Texto de lectura
┄┄┄┄┄┄

LA FOGOSA
Elvira de Borbón y Borbón-Parma
(1871-1929)
Nuestra nueva infanta simboliza como ninguna de España el ardor y el ímpetu llevados al paroxismo por circunstancias muy dolorosas en su vida.
Y si no que se lo pregunten a su padre, don Carlos María de los Dolores de Borbón y Austria-Este, nominado Carlos VII en calidad de jefe de la rama carlista.
Nacido en Lubiana (Eslovenia), el 30 de marzo de 1848, Carlos VII recibió la «corona» de su padre Juan III el 3 de octubre de 1868, mientras Isabel II se refugiaba en París a raíz del estallido de la «Gloriosa» revolución en España.
Ni corto ni perezoso, Carlos VII estableció su reinado efectivo en el norte de España desde 1872 hasta 1876; formó gobierno, acuñó moneda, legisló, creó una Hacienda propia y tribunales de justicia… Hizo todo cuanto estuvo en su mano, y más todavía.
Por si fuera poco, se declaró enemigo acérrimo de la restauración monárquica en la persona de Alfonso XII. Sus partidas lucharon ferozmente en Cataluña y Levante, pero fueron derrotadas al final y Carlos VII tuvo que abandonar España en 1876.

┄┄┄┄┄┄

Objetivo de la tarea
Continúe el texto sobre la infanta Elvira de Borbón y su padre Carlos VII a partir de la última oración.

Extracto de registros
┄┄┄┄┄┄

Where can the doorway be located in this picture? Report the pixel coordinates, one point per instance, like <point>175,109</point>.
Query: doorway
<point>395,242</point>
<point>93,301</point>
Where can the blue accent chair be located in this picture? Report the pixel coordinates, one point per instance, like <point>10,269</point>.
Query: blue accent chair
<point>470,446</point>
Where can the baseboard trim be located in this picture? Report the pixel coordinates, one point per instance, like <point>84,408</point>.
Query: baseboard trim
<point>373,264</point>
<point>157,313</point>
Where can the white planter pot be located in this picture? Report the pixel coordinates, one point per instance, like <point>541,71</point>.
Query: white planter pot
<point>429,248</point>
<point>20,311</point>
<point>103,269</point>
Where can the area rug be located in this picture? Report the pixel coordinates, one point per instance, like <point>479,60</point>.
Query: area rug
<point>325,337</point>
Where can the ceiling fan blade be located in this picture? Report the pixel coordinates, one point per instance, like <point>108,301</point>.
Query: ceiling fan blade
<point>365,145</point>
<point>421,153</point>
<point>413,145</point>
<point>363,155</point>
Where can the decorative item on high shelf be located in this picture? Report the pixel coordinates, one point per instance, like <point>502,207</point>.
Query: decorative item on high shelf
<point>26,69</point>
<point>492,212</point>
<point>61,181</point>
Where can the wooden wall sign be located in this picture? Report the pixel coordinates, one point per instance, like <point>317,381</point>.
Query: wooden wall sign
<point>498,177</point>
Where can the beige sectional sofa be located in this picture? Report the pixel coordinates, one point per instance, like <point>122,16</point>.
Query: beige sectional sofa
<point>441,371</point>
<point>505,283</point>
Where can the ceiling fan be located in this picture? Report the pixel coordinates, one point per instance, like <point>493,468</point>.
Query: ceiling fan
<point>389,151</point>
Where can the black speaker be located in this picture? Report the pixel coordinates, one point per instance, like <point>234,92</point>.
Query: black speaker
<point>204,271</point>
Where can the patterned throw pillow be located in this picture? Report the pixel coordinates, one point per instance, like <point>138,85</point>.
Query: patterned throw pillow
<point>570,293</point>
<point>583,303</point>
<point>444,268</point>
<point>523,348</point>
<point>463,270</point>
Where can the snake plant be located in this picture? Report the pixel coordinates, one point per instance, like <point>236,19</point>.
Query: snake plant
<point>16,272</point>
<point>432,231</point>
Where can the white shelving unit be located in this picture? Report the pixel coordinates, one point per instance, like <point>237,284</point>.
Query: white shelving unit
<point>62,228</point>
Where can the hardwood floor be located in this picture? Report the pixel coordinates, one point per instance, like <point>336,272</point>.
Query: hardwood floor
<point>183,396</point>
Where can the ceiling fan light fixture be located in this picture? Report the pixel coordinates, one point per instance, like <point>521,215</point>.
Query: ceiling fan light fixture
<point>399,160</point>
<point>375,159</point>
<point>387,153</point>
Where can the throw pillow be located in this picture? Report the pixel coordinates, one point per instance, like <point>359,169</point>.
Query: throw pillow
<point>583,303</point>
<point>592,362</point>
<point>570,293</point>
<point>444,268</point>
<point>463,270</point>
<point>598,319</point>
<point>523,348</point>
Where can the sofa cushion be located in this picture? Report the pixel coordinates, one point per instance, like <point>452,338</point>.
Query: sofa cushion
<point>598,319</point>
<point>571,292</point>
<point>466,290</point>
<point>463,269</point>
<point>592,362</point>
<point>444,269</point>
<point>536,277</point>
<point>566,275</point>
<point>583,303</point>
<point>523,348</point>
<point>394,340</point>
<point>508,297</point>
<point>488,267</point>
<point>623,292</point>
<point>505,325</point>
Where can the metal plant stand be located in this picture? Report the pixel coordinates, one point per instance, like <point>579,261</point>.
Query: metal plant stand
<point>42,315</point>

┄┄┄┄┄┄

Respuesta
Nueve años antes don Carlos se había desposado, en primeras nupcias, con la princesa Margarita de Borbón-Parma, madre de nuestra protagonista Elvira, con la que tuvo cinco hijos: un varón, el príncipe don Jaime, y cuatro mujeres: Blanca, Elvira, Beatriz y Alicia.
EL SOPAPO REAL
¿Se imagina alguien a un padre repudiando en público a una de sus hijas?
Pues eso mismo hizo don Carlos, testarudo donde los haya, el fatídico 16 de noviembre de 1896: desairar a la segunda y más bella de sus cuatro hijas, provocando un inusitado revuelo en la realeza europea.
El comunicado, difundido a los cuatro vientos, dejaba a la pobre Elvira a los pies de los caballos.
Juzgue si no el lector:
A los carlistas.
Sois mi familia, mis hijos queridísimos, y me considero en el deber de anunciaros que una hija mía, la que fue Infanta Doña Elvira, ha muerto para todos nosotros.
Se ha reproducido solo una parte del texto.